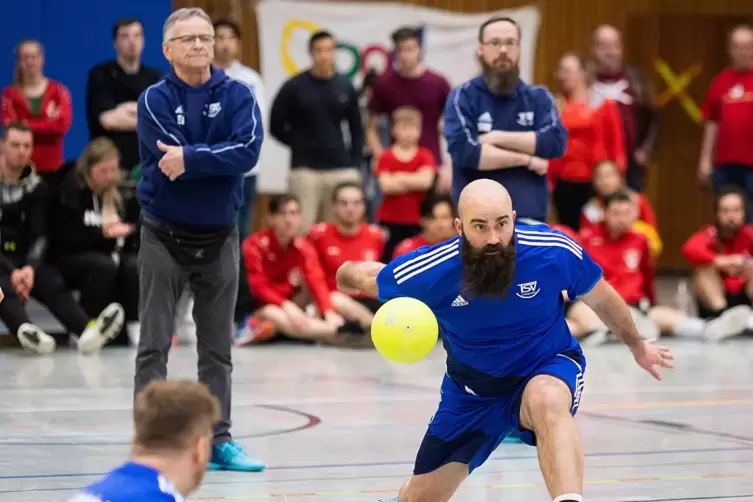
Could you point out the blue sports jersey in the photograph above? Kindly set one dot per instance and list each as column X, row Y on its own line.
column 130, row 482
column 494, row 344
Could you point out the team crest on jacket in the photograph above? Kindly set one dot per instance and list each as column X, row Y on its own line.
column 632, row 258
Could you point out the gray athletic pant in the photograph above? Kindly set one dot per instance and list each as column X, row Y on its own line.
column 215, row 289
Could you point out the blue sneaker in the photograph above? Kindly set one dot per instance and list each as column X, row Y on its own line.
column 231, row 456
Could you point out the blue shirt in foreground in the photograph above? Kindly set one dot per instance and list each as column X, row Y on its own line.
column 472, row 109
column 219, row 126
column 493, row 344
column 130, row 483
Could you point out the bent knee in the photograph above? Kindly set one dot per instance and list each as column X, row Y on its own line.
column 545, row 398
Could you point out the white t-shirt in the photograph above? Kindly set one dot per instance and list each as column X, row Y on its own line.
column 247, row 75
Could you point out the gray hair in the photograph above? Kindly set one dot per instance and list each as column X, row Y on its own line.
column 182, row 15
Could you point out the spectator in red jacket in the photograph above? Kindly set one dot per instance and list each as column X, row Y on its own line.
column 595, row 134
column 437, row 220
column 284, row 273
column 348, row 238
column 405, row 172
column 628, row 266
column 727, row 151
column 607, row 179
column 44, row 104
column 721, row 254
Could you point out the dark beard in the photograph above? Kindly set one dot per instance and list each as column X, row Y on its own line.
column 488, row 271
column 500, row 81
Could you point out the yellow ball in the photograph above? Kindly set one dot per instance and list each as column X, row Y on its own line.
column 404, row 330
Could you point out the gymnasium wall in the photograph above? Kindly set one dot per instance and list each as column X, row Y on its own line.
column 688, row 36
column 76, row 35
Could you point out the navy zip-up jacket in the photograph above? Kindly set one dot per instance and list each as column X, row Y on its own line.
column 219, row 126
column 472, row 109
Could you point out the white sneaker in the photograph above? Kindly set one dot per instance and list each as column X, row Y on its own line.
column 731, row 323
column 105, row 328
column 32, row 338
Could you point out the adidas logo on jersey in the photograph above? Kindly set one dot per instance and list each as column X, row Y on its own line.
column 459, row 302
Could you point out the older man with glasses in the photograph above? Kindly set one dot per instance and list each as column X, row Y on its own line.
column 199, row 133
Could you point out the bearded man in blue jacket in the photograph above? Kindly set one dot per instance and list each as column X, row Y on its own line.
column 199, row 133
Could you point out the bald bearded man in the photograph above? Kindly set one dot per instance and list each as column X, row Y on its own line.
column 512, row 364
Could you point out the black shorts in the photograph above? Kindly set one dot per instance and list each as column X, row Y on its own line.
column 733, row 300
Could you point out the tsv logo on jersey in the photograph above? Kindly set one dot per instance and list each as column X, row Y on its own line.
column 484, row 123
column 525, row 118
column 528, row 290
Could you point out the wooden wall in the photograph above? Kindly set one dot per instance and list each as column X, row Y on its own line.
column 680, row 32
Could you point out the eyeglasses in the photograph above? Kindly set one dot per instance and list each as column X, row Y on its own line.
column 190, row 39
column 497, row 43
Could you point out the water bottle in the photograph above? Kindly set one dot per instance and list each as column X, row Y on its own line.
column 684, row 301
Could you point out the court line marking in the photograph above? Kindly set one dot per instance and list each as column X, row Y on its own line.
column 410, row 462
column 264, row 496
column 486, row 472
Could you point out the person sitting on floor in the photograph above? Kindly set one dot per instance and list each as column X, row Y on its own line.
column 88, row 232
column 24, row 273
column 283, row 274
column 721, row 254
column 348, row 238
column 607, row 178
column 437, row 223
column 628, row 266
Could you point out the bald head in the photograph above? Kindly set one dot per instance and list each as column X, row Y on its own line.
column 487, row 226
column 607, row 49
column 741, row 47
column 484, row 195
------
AIM: Starting at the row containing "Could you point out the yellow" and ending with the row containing "column 76, row 35", write those rows out again verbatim, both ends included.

RESULT OF THIS TASK:
Could you point out the yellow ball in the photograph above? Kindly set one dot per instance and list each as column X, row Y on its own line.
column 404, row 330
Could you point out the gymnasium wall in the photograph above? Kindly set one dot per instance and list each as column X, row Y on its own line.
column 688, row 36
column 76, row 35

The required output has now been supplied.